## start Passage

Tag Archives: the hard problem

ZENDEGI (2010) & DISPERSION (2020) – Greg Egan

The main dish this time is Greg Egan’s novel Zendegi, a rich brew of near-future Iran, metaverse gaming, AI-modeling, mind-uploading and family tragedy – very human. It’s a bit of an atypical title in Egan’s oeuvre, and totally different from 2008’s Incandescence.

I’ll end with an appraisal of Dispersion, a fairly recent 158-page novella about a breakdown in a pastoral-ish society with 6 factions that operate more or less in different dimensions, out of sync most of the time. Egan demonstrates that the scientific mindset is the way out, not distrust and tribalism.


ZENDEGI  (2010)

Zendegi Greg EganI enjoyed Zendegi, even though the novel could have been better. Egan offers a story that tries to do a lot, which makes for a diverse reading experience. At first it is a near-future political thriller set in Iran, and it morphs into a story that combines a family tragedy with stuff about differing cultures, AI and mind-uploading.

## end Passage
## start Stored records

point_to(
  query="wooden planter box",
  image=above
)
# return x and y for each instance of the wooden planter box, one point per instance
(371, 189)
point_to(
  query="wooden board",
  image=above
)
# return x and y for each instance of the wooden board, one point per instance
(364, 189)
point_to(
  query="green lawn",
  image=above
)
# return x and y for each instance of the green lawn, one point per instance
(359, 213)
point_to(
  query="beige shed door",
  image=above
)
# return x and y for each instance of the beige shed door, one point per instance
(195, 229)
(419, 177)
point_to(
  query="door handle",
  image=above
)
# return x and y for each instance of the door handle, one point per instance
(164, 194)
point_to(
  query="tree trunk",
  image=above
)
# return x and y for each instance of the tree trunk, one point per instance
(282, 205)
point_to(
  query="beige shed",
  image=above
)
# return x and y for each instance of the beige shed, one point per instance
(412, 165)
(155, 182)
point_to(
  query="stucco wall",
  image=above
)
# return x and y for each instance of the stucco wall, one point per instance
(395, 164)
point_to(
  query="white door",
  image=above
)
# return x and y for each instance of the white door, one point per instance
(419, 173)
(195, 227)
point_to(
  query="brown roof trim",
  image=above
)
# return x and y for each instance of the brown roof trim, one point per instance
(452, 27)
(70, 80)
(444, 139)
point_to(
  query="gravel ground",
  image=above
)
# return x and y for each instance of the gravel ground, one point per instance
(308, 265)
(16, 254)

## end Stored records

Transcribe the Greg Egan review word for word, starting at "I’ll end with" and ending at "ZENDEGI  (2010)".

I’ll end with an appraisal of Dispersion, a fairly recent 158-page novella about a breakdown in a pastoral-ish society with 6 factions that operate more or less in different dimensions, out of sync most of the time. Egan demonstrates that the scientific mindset is the way out, not distrust and tribalism.


ZENDEGI  (2010)